----- Extracted entries -----

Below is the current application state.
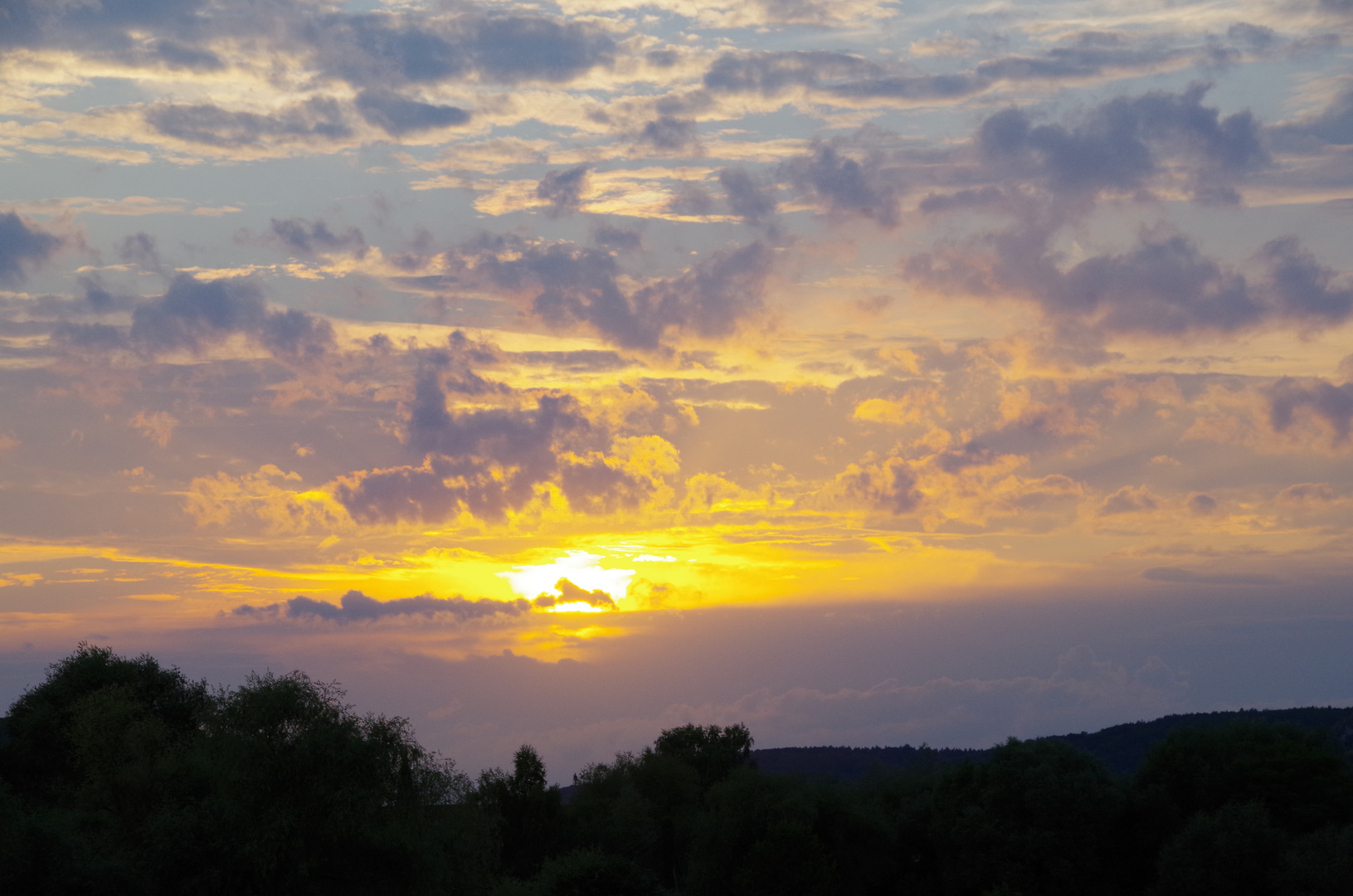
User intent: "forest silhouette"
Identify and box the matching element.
[0,645,1353,896]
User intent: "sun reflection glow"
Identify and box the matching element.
[498,551,635,613]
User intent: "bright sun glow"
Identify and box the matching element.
[498,551,635,613]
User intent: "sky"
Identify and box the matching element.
[0,0,1353,781]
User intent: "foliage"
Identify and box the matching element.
[0,645,1353,896]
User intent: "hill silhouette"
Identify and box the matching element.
[752,707,1353,781]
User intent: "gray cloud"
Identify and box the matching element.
[718,168,776,223]
[1142,566,1278,586]
[779,144,901,227]
[124,274,333,358]
[592,223,644,251]
[559,459,654,513]
[639,115,699,150]
[118,231,163,270]
[311,12,616,88]
[703,38,1228,108]
[905,223,1353,336]
[456,236,774,349]
[334,382,591,523]
[703,50,883,96]
[358,90,470,137]
[838,457,926,514]
[145,96,352,149]
[976,84,1269,203]
[1268,377,1353,442]
[0,212,62,285]
[536,163,588,218]
[268,218,367,257]
[230,590,530,624]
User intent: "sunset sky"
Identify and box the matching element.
[0,0,1353,781]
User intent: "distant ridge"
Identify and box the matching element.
[752,707,1353,780]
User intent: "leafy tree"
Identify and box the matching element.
[1136,722,1353,834]
[1151,802,1284,896]
[933,738,1123,896]
[475,744,562,879]
[644,723,755,791]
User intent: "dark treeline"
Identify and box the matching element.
[752,707,1353,779]
[0,645,1353,896]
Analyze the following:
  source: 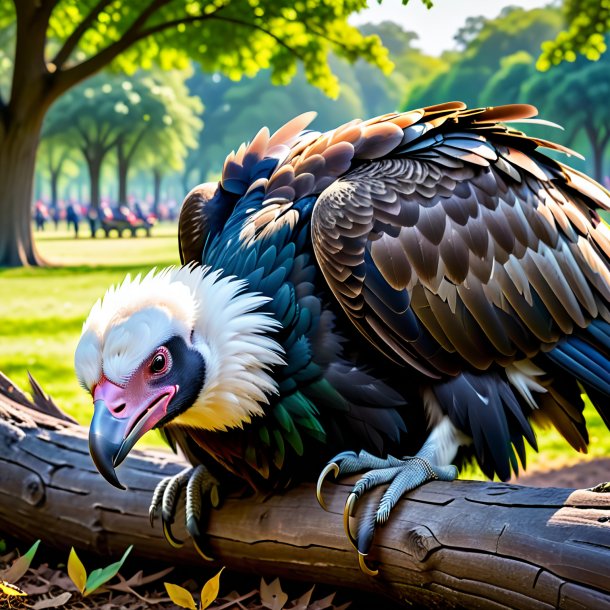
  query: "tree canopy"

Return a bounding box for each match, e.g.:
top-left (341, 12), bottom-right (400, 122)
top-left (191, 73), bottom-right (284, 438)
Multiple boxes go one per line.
top-left (0, 0), bottom-right (426, 265)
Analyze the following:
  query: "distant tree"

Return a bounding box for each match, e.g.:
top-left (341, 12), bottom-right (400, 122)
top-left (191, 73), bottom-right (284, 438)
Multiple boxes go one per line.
top-left (407, 7), bottom-right (562, 106)
top-left (536, 60), bottom-right (610, 182)
top-left (478, 51), bottom-right (536, 106)
top-left (132, 78), bottom-right (203, 214)
top-left (0, 0), bottom-right (414, 265)
top-left (453, 15), bottom-right (487, 50)
top-left (116, 70), bottom-right (203, 206)
top-left (537, 0), bottom-right (610, 70)
top-left (179, 66), bottom-right (365, 190)
top-left (183, 22), bottom-right (446, 192)
top-left (38, 133), bottom-right (76, 208)
top-left (44, 74), bottom-right (170, 208)
top-left (352, 21), bottom-right (447, 116)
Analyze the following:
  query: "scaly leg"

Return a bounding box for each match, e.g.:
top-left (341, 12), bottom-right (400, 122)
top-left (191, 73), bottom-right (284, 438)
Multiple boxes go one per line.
top-left (148, 465), bottom-right (219, 561)
top-left (317, 417), bottom-right (460, 575)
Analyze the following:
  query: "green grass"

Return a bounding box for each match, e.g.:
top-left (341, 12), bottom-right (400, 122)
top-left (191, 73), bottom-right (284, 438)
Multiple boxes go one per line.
top-left (0, 225), bottom-right (610, 477)
top-left (0, 225), bottom-right (180, 436)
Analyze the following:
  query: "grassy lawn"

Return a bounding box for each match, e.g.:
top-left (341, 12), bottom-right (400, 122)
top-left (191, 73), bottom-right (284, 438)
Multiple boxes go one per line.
top-left (0, 225), bottom-right (610, 477)
top-left (0, 225), bottom-right (180, 446)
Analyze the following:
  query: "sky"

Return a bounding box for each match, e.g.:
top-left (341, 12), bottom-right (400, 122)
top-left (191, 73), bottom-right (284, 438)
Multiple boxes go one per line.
top-left (350, 0), bottom-right (549, 55)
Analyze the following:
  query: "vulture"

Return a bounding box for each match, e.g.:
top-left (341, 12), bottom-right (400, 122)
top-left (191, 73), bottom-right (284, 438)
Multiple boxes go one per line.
top-left (75, 102), bottom-right (610, 573)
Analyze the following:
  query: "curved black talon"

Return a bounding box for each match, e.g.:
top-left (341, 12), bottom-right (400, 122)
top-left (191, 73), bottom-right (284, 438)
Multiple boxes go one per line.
top-left (316, 462), bottom-right (339, 512)
top-left (149, 465), bottom-right (220, 561)
top-left (161, 518), bottom-right (184, 549)
top-left (358, 551), bottom-right (379, 576)
top-left (343, 492), bottom-right (358, 550)
top-left (316, 448), bottom-right (457, 576)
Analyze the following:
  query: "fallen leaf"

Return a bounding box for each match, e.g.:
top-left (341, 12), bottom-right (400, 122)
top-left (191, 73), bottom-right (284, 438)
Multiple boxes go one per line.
top-left (200, 567), bottom-right (224, 610)
top-left (108, 568), bottom-right (174, 591)
top-left (0, 540), bottom-right (40, 583)
top-left (84, 545), bottom-right (133, 596)
top-left (32, 591), bottom-right (72, 610)
top-left (261, 578), bottom-right (288, 610)
top-left (163, 582), bottom-right (197, 610)
top-left (0, 580), bottom-right (27, 597)
top-left (68, 547), bottom-right (87, 593)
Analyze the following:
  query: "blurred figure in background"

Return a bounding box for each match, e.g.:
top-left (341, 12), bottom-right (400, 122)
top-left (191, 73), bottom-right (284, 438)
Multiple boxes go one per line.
top-left (34, 200), bottom-right (49, 231)
top-left (66, 203), bottom-right (80, 237)
top-left (87, 205), bottom-right (98, 237)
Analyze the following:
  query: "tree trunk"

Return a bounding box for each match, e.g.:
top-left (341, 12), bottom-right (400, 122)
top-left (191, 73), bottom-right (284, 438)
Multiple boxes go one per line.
top-left (50, 168), bottom-right (60, 209)
top-left (0, 122), bottom-right (43, 267)
top-left (85, 152), bottom-right (104, 211)
top-left (116, 139), bottom-right (129, 205)
top-left (0, 368), bottom-right (610, 610)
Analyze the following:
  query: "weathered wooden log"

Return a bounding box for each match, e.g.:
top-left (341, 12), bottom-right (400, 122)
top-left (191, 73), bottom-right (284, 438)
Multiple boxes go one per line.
top-left (0, 370), bottom-right (610, 609)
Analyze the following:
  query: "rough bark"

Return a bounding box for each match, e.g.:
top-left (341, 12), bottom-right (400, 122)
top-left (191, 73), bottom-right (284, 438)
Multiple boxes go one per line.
top-left (0, 368), bottom-right (610, 609)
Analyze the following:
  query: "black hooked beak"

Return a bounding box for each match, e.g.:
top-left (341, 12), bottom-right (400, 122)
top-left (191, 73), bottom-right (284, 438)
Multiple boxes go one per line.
top-left (89, 399), bottom-right (131, 489)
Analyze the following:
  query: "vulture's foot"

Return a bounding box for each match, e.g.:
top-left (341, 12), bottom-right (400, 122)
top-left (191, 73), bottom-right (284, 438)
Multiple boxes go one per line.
top-left (148, 465), bottom-right (219, 561)
top-left (317, 443), bottom-right (457, 576)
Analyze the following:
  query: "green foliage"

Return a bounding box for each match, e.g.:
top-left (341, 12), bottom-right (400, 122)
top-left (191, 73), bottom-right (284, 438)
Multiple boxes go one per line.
top-left (185, 22), bottom-right (446, 183)
top-left (68, 546), bottom-right (133, 597)
top-left (25, 0), bottom-right (418, 96)
top-left (536, 0), bottom-right (610, 70)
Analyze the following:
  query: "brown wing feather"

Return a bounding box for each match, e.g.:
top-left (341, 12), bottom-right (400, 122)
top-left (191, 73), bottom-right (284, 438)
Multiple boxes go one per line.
top-left (312, 152), bottom-right (610, 374)
top-left (178, 182), bottom-right (218, 265)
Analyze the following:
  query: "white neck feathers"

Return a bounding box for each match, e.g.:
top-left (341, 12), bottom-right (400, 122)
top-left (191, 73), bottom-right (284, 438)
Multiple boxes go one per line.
top-left (75, 266), bottom-right (283, 430)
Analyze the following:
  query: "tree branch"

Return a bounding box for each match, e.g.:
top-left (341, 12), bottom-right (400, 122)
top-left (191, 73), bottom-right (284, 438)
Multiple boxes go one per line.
top-left (53, 0), bottom-right (112, 70)
top-left (214, 15), bottom-right (304, 61)
top-left (56, 0), bottom-right (308, 91)
top-left (55, 0), bottom-right (171, 94)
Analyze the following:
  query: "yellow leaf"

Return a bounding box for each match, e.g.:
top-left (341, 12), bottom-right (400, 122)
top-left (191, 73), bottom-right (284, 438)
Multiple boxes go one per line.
top-left (68, 547), bottom-right (87, 593)
top-left (0, 580), bottom-right (27, 597)
top-left (163, 582), bottom-right (197, 610)
top-left (200, 568), bottom-right (224, 610)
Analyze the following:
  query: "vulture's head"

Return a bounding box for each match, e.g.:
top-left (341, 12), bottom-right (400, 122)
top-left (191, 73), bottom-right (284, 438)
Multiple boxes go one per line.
top-left (75, 266), bottom-right (283, 487)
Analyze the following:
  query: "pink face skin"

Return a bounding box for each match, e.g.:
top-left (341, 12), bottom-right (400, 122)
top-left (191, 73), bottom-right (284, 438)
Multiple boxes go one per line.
top-left (89, 347), bottom-right (179, 487)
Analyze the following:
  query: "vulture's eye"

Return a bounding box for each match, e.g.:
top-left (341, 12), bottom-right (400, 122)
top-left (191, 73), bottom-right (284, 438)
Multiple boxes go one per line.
top-left (150, 347), bottom-right (171, 375)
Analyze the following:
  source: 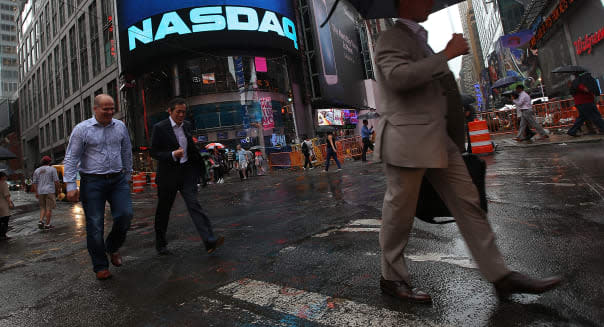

-----

Exercise objective
Pull out each line of the items above that contains the string "intent". Treat uppercase and lowercase as different.

Solution to this exercise
User intent: "forest silhouette"
User intent: "sun reflection glow"
User intent: "bright sun glow"
User intent: "sky"
User intent: "foliage"
User intent: "hill silhouette"
User intent: "gray cloud"
User intent: "sunset sky"
User intent: "distant ridge"
User intent: "leafy tree"
User intent: "dark treeline"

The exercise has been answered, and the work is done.